Data to use:
* Begin *

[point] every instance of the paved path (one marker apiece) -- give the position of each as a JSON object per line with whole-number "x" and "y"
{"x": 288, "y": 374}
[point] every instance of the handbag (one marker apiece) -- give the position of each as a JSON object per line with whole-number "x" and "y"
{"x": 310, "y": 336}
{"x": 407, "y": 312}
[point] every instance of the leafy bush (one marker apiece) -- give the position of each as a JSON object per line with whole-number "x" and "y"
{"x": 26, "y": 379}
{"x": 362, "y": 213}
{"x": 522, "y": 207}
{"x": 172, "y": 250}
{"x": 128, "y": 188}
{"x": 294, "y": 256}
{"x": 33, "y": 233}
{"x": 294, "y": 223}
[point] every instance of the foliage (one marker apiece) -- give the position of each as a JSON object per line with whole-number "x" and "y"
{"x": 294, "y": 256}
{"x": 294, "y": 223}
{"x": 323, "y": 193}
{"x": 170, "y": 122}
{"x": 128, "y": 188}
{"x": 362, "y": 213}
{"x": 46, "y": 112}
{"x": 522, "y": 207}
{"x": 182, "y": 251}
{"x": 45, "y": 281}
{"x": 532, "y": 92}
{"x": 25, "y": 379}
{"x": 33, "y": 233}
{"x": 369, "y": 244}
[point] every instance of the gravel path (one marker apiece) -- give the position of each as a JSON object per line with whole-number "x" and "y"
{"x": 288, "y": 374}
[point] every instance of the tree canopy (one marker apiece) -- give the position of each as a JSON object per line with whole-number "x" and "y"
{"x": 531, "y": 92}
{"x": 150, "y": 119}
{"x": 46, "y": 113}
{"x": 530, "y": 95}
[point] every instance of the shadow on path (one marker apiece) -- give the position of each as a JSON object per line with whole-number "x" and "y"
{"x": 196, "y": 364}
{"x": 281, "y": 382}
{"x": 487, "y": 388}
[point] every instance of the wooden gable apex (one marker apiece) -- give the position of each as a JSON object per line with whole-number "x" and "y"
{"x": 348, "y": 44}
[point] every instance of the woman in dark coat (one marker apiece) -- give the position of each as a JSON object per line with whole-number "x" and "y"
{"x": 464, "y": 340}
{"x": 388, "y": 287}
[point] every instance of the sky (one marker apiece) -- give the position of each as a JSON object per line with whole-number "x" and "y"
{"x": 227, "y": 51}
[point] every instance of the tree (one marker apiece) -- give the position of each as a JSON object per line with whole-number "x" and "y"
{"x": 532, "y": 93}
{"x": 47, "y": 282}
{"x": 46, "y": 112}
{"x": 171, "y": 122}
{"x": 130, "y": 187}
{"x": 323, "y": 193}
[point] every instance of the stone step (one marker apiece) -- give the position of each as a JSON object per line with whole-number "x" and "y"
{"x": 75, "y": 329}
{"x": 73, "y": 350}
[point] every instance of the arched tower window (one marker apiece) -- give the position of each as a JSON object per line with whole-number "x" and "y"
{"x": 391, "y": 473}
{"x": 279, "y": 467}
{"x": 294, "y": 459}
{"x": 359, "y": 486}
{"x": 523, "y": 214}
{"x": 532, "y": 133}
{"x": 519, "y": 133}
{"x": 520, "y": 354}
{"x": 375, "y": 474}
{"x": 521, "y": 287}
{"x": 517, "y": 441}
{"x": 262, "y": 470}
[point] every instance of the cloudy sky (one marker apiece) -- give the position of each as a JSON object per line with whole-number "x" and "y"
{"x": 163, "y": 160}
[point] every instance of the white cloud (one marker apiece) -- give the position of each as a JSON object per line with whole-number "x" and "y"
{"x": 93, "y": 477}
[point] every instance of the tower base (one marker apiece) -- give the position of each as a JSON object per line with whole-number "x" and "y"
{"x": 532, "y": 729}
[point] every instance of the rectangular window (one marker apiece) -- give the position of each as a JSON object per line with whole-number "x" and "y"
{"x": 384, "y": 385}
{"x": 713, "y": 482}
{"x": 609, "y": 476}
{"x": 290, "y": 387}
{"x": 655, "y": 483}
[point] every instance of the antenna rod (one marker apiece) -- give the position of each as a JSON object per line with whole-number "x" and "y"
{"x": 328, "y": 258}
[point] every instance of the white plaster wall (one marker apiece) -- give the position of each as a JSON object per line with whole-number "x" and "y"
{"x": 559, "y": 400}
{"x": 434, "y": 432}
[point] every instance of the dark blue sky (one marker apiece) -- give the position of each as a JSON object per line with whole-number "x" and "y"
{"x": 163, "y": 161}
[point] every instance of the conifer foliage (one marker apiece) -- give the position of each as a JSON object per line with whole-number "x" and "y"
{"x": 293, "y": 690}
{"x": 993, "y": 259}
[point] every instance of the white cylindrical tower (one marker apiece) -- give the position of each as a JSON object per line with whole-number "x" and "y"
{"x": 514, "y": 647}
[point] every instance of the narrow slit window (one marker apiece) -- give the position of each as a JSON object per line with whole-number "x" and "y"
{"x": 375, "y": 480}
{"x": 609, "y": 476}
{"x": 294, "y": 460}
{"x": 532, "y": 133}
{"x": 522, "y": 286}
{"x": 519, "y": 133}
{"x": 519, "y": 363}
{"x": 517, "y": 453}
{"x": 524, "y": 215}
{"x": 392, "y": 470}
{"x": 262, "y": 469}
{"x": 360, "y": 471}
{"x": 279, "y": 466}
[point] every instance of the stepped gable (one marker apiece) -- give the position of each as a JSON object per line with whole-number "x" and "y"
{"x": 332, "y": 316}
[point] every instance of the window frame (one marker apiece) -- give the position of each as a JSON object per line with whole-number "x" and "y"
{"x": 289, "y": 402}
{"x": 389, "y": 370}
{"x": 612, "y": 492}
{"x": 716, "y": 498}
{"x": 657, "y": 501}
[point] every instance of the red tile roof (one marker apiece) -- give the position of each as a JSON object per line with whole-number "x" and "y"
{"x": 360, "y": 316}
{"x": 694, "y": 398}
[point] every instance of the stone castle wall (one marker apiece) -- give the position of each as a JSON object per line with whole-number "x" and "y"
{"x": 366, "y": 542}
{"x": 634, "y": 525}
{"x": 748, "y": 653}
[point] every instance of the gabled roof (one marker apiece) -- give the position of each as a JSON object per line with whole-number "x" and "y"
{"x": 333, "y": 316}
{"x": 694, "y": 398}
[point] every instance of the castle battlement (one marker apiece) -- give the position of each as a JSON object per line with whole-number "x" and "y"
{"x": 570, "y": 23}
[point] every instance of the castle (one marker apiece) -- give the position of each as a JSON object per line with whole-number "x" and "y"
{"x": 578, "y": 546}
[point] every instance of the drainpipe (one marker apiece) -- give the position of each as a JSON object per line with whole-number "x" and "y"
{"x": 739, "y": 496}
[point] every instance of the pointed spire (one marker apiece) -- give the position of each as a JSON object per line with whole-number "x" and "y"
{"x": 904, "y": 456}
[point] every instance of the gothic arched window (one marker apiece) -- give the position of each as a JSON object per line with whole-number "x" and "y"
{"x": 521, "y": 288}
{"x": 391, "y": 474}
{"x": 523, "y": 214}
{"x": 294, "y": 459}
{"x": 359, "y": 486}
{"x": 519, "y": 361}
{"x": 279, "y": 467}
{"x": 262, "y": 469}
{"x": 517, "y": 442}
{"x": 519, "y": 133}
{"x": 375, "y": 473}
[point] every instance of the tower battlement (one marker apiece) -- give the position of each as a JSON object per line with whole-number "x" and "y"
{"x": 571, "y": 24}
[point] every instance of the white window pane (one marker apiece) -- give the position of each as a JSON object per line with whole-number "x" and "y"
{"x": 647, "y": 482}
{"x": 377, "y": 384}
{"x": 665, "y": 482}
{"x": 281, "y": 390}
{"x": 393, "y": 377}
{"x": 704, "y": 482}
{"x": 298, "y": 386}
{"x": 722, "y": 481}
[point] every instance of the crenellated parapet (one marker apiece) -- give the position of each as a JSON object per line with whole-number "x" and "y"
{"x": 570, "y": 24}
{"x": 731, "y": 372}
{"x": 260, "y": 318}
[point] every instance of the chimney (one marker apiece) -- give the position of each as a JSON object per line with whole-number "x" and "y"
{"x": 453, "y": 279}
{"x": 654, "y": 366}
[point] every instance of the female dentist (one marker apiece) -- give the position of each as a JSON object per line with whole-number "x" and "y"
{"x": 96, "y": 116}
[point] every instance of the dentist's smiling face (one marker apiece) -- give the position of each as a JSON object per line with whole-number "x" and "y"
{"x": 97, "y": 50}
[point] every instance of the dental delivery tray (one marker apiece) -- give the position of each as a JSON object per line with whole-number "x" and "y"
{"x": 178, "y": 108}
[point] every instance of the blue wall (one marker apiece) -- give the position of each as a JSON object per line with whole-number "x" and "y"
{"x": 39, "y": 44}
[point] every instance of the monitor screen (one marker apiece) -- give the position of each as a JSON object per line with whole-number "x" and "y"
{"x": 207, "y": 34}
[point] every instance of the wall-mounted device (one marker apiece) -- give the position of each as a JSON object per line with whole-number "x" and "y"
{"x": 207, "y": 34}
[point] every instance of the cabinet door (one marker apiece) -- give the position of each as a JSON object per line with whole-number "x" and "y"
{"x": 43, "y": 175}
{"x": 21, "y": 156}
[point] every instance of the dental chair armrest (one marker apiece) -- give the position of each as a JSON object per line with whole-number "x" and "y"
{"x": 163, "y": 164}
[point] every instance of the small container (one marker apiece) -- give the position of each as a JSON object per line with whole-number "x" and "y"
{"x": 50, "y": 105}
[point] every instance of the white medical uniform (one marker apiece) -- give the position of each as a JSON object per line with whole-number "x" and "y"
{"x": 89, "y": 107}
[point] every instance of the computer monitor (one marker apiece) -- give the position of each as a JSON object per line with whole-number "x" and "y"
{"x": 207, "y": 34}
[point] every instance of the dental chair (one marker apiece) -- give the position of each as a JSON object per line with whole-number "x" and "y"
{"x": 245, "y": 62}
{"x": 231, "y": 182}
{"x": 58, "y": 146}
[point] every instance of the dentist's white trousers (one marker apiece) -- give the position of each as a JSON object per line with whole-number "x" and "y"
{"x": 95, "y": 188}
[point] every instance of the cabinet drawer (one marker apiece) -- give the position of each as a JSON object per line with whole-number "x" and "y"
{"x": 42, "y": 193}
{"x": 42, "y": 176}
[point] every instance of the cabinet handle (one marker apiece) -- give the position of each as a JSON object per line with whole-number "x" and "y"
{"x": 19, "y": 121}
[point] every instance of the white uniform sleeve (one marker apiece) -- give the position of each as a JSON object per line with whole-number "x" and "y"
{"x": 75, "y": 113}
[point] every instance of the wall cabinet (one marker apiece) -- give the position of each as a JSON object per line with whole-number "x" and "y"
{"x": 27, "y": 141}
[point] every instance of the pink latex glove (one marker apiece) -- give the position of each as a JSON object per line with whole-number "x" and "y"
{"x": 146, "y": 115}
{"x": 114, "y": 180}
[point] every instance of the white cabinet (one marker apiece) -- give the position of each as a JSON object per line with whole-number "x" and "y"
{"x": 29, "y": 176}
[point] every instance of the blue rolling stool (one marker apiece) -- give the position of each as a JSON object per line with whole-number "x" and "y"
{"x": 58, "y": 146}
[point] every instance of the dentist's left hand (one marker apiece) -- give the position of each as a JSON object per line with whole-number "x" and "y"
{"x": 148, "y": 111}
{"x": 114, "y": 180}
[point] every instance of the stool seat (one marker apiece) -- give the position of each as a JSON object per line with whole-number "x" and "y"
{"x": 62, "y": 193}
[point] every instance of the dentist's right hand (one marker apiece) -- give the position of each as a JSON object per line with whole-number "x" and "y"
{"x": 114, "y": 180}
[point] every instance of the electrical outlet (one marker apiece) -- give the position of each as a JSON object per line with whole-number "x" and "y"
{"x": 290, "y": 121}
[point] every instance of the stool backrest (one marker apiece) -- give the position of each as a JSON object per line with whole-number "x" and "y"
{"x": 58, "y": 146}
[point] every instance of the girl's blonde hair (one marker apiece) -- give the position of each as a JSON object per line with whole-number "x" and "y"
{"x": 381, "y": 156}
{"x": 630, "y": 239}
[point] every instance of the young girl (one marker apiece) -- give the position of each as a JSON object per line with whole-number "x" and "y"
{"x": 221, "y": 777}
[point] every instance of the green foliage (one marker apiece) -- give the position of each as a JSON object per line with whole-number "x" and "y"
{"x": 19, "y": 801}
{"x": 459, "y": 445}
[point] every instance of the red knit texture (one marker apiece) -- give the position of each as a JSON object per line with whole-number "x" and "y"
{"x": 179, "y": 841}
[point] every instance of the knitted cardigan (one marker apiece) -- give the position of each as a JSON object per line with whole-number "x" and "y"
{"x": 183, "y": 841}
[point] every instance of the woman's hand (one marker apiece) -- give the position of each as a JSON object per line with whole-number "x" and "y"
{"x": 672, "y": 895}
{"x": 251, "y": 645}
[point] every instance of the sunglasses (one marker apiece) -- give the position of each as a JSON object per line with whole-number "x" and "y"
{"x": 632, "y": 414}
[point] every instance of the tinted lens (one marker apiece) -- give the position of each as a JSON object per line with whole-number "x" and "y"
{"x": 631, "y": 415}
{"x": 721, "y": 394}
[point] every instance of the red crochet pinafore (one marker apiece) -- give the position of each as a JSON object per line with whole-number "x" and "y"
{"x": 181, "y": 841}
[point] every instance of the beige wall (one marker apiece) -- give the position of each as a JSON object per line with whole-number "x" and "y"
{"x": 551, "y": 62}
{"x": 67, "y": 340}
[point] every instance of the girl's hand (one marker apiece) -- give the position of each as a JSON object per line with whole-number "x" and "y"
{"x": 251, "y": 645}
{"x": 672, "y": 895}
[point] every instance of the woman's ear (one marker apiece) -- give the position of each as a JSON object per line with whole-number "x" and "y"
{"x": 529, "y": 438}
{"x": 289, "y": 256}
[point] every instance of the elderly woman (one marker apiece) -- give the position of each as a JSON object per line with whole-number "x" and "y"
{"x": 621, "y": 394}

* End *

Extract the lines above from the one containing "[point] every instance of the beige" to the last line, both included, exactly as written.

Answer to this problem:
[point] every instance of the beige wall (one marker apiece) -- give the position of each as a JSON object per line with whole-number "x" and "y"
{"x": 551, "y": 62}
{"x": 67, "y": 340}
[point] every instance of the girl's hand (one marker apiece) -- give the position of each as a JSON object per line with whole-number "x" and "y"
{"x": 251, "y": 645}
{"x": 672, "y": 895}
[point] every instance of the woman's ear (one marker apiece) -- give the position of each as a JSON object per line with whole-number "x" and "y"
{"x": 529, "y": 438}
{"x": 289, "y": 256}
[point] every instance of the elderly woman (one marker apiece) -- give the position of each as a JSON object per line with whole-number "x" and "y"
{"x": 621, "y": 394}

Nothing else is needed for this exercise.